▶ [文書の抜粋]
· · ·

BFダイヤフラム:極めて薄く柔軟性に優れた特殊なダイヤフラムで、様々なサイズや材質で提供されています。
複合成形部品:ゴムと金属や樹脂を組み合わせた部品で、自動車、給湯器、プリンターなどに使用されます。
逆止弁(アンブレラ・ダックビル):流体の逆流を防ぐ小型の逆止弁です。
1.1.2. 制御機器
低摩擦シリンダ:BFダイヤフラムを使用した摩擦の少ないシリンダーです。
小型・超精密レギュレータ:圧力を精密に制御する装置です。
1.1.3. 自動車関連製品
熱膨張ゴム「フレガード」:高温時に膨張して空間を塞ぐゴム製品です。
セル間断熱材・クッション材:電気自動車のバッテリー用途に使用されます。
1.2. 引布加工品
ゴムや樹脂を布に貼り合わせた製品。引布部門と加工品部門に分かれる。引布部門は自動車関連部品、電気・電子分野向け部材や一般ゴム引布などの製造販売。加工品部門は、国内向け舶用品、防衛関連製品の製造販売。なお、印刷材料部門は2024年3月期をもって撤退。

· · ·

▶ [提供資料]
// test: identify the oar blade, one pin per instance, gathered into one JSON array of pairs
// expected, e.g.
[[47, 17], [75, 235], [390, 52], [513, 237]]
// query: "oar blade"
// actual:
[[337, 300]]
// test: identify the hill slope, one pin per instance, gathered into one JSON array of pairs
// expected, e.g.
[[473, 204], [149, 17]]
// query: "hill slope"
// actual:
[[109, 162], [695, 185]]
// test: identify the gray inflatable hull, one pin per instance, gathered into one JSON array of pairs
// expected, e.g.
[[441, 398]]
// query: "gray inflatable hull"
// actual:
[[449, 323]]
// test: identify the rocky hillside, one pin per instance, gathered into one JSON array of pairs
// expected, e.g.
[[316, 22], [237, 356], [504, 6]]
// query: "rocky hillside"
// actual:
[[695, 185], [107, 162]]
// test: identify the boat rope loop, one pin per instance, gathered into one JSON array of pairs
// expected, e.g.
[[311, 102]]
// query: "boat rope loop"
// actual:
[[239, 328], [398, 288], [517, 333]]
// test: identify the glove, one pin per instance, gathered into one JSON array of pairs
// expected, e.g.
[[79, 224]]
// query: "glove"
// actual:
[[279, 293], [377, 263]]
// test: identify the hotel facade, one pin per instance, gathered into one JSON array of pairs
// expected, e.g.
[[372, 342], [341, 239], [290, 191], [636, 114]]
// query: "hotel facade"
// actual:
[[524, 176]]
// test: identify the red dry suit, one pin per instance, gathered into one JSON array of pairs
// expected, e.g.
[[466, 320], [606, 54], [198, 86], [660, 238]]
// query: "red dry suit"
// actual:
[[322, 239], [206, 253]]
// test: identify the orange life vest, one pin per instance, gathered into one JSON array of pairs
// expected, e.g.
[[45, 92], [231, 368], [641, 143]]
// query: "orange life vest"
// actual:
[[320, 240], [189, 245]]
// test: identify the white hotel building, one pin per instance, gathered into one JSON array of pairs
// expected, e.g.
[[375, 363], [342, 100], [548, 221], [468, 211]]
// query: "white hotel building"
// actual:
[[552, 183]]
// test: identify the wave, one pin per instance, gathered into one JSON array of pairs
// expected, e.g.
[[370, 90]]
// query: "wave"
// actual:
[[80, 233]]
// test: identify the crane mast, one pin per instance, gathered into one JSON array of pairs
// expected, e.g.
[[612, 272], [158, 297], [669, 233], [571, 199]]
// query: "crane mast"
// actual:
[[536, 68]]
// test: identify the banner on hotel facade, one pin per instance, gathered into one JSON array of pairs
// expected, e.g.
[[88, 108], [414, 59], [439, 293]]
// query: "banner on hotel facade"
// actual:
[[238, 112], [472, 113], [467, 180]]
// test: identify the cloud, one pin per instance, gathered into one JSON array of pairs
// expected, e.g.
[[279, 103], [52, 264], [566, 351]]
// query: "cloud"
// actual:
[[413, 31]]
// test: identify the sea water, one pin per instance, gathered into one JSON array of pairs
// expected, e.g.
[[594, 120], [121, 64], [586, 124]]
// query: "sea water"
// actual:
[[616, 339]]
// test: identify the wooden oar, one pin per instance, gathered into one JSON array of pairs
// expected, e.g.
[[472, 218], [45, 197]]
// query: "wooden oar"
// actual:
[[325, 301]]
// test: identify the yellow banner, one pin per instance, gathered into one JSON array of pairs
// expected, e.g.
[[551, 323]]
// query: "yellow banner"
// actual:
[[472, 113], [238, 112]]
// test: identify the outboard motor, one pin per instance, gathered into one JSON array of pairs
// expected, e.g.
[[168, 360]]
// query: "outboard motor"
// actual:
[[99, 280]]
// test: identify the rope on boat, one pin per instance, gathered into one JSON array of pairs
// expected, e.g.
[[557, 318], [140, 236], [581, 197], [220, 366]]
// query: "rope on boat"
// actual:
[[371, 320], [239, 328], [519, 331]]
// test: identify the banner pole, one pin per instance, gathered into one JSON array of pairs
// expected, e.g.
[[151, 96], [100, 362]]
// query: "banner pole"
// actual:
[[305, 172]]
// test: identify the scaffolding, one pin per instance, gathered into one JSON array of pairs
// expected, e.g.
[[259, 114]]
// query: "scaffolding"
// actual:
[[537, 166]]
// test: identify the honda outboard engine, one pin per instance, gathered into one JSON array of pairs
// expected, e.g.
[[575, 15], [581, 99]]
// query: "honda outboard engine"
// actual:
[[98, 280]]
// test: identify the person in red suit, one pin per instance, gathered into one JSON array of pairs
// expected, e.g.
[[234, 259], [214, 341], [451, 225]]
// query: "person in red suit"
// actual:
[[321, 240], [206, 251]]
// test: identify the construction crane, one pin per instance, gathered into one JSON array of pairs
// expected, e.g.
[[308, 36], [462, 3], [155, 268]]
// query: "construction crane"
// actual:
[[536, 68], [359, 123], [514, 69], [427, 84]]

· · ·

▶ [演習問題]
a - リストのうち、「identify the outboard」を含む行から「[[321, 240], [206, 251]]」を含む行までを両端の行も含めてすべて、一字一句変えずに書き写してください。
b - ゴム製品に関する抜粋の続きを、最後の文の後から書き継いでください。
抜粋とリストは、互いに関係のない独立したものです。

▶ [解答例]
a -
// test: identify the outboard motor, one pin per instance, gathered into one JSON array of pairs
// expected, e.g.
[[168, 360]]
// query: "outboard motor"
// actual:
[[99, 280]]
// test: identify the rope on boat, one pin per instance, gathered into one JSON array of pairs
// expected, e.g.
[[557, 318], [140, 236], [581, 197], [220, 366]]
// query: "rope on boat"
// actual:
[[371, 320], [239, 328], [519, 331]]
// test: identify the banner pole, one pin per instance, gathered into one JSON array of pairs
// expected, e.g.
[[151, 96], [100, 362]]
// query: "banner pole"
// actual:
[[305, 172]]
// test: identify the scaffolding, one pin per instance, gathered into one JSON array of pairs
// expected, e.g.
[[259, 114]]
// query: "scaffolding"
// actual:
[[537, 166]]
// test: identify the honda outboard engine, one pin per instance, gathered into one JSON array of pairs
// expected, e.g.
[[575, 15], [581, 99]]
// query: "honda outboard engine"
// actual:
[[98, 280]]
// test: identify the person in red suit, one pin per instance, gathered into one JSON array of pairs
// expected, e.g.
[[234, 259], [214, 341], [451, 225]]
// query: "person in red suit"
// actual:
[[321, 240], [206, 251]]

b -
1.3. スポーツ用品
ゴルフ用カーボンシャフトの製造販売及びシューズ、ウェアなどのアウトドア用品の販売をしております。ゴルフ用カーボンシャフト部門は、世界の男子プロで使用率No.1の『VENTUS』、国内女子プロで圧倒的な使用率 No.1を誇る『SPEEDER NX』等の主力モデルがグローバルで強い。アウトドア用品部門では登山靴の製造販売をおこなっている。このゴルフ用カーボンシャフトが驚異の利益率をたたきだしている。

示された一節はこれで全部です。